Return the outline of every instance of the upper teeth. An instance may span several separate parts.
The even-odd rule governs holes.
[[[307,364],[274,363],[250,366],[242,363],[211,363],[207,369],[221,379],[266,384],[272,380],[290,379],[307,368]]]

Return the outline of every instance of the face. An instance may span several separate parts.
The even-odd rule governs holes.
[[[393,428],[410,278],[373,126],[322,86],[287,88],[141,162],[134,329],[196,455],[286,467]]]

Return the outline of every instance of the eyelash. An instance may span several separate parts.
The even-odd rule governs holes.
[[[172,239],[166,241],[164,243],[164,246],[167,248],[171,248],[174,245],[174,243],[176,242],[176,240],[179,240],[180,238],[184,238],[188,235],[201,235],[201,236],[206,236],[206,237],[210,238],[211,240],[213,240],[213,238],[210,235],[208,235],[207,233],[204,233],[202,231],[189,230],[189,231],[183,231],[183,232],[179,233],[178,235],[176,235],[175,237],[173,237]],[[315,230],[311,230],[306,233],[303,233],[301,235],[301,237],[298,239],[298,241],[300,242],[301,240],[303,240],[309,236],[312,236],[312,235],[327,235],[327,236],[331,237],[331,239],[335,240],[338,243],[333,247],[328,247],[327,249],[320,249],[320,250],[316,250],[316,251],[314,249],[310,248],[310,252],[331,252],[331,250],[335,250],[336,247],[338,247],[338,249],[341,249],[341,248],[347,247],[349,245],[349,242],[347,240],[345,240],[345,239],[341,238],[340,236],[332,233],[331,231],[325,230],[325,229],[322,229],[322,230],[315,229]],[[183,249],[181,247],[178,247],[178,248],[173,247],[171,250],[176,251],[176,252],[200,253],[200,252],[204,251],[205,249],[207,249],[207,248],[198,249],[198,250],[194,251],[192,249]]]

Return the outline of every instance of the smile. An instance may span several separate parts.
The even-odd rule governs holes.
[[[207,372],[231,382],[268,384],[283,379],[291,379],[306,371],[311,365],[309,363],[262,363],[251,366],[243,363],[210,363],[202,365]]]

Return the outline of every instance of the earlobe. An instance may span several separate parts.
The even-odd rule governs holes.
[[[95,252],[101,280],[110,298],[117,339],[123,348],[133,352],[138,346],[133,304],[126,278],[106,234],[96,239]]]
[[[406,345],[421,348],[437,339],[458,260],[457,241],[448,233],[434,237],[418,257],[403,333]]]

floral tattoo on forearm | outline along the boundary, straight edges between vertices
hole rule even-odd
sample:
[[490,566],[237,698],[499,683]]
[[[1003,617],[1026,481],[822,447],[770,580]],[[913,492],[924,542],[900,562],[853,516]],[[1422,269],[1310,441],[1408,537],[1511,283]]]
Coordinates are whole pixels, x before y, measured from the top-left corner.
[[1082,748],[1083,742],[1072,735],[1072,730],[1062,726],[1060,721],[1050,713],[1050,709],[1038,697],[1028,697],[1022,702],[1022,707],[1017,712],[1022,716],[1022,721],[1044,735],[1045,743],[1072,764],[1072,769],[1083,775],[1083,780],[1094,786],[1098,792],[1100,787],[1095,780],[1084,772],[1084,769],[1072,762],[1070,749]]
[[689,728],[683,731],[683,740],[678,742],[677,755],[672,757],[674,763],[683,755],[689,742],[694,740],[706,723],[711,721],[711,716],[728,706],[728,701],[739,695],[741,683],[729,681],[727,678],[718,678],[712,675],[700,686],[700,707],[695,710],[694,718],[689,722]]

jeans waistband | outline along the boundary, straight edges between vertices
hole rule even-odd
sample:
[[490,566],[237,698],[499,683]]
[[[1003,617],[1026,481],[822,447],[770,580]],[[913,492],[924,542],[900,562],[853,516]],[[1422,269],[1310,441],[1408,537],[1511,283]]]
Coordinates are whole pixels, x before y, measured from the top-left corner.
——
Go through the listing above, and whenever a line holds the word "edges", copy it.

floral tattoo on forearm | outline along the boundary, straight edges between vertices
jeans waistband | outline along the boundary, straight edges between vertices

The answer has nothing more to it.